**Arbeitsauftrag 1**.
Entscheiden Sie für jede der folgenden Aussagen, ob sie mit dem Auszug über die Aufführung im Container am Heldenplatz übereinstimmt. Antworten Sie jeweils mit Ja oder Nein und zitieren Sie die ausschlaggebenden Worte des Auszugs wörtlich: (a) Pro Abend sind nur 30 Personen hautnah bei der Aufführung dabei. (b) Die Aufführung findet auf der Stammbühne in der Porzellangasse statt. (c) Außenstehende müssen für den Live-Ton auf dem Handy bezahlen.
**Arbeitsauftrag 2**.
Geben Sie aus dem Auszug über die Container-Aufführung alles ab „Containerboden und -wand“ bis hinunter zu „bis zum Fonduespieß.“ unverändert aus.

**Zu lesender Auszug**.
--

Hautnah dabei sind pro Abend nur 30 Leute, denn die Aufführung findet nicht auf der Stammbühne in der Porzellangasse statt, sondern in einem quaderförmigen Container mit vielleicht 60 m2. Bissigerweise wurde dieser am Heldenplatz aufgestellt, jenem geschichtsträchtigen Ort, an dem jährlich die Leistungsschau des Bundesheeres steigt und 1938 Scharen einem gewissen Adolf zujubelten.

DUherbert2 marcelkoehlercomTanz um die goldene Herbert-Statue: Clara Liepsch und Vera von Gunten performen vor Publikum in Ganzkörperschutzanzügen © Marcel Köhler

Containerboden und -wand pflastern die gesammelten orf.at-Screenshots. Diese scheinen nacheinander auch auf einem Bildschirm auf, darunter teils Werbebanner, die dem Ganze einen extrabizarren Anstrich geben: Mord, Magenta, Media-Markt. Außerdem an der Wand fein säuberlich sortiert präsentieren sich Herberts Waffen der Wahl, vom Maschinengewehr über diverse Messer und Äxte bis zum Fonduespieß.

Trotz der Enge ist die Veranstaltung keineswegs exklusiv, im Gegenteil: Drei Glasfronten bieten beste Einsicht in den Kasten vom Platz aus, Außenstehende können sich per QR-Code den Live-Ton gratis aufs Handy holen. Obendrein entgehen sie garantiert dem spritzenden Kunstblut und brauchen daher die Ganzkörperschutzanzüge nicht, die die Schauspielerinnen Vera von Gunten und Clara Liepsch innen drin mit einem warnenden "Ich würd's anziehen" ans Publikum verteilen.

--

**Bereitgestellte Angaben**.

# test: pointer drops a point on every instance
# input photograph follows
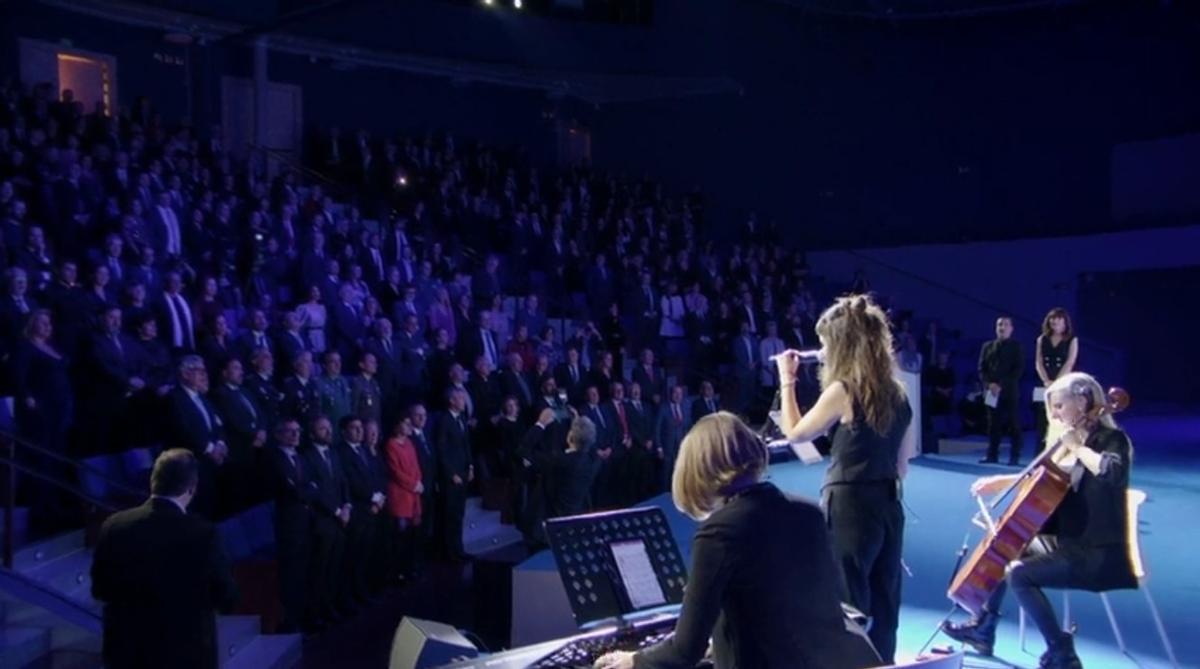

--

**Schriftliche Lösung 1**.
(a) Ja: „Hautnah dabei sind pro Abend nur 30 Leute“
(b) Nein: „die Aufführung findet nicht auf der Stammbühne in der Porzellangasse statt, sondern in einem quaderförmigen Container“
(c) Nein: „Außenstehende können sich per QR-Code den Live-Ton gratis aufs Handy holen“

**Schriftliche Lösung 2**.
Containerboden und -wand pflastern die gesammelten orf.at-Screenshots. Diese scheinen nacheinander auch auf einem Bildschirm auf, darunter teils Werbebanner, die dem Ganze einen extrabizarren Anstrich geben: Mord, Magenta, Media-Markt. Außerdem an der Wand fein säuberlich sortiert präsentieren sich Herberts Waffen der Wahl, vom Maschinengewehr über diverse Messer und Äxte bis zum Fonduespieß.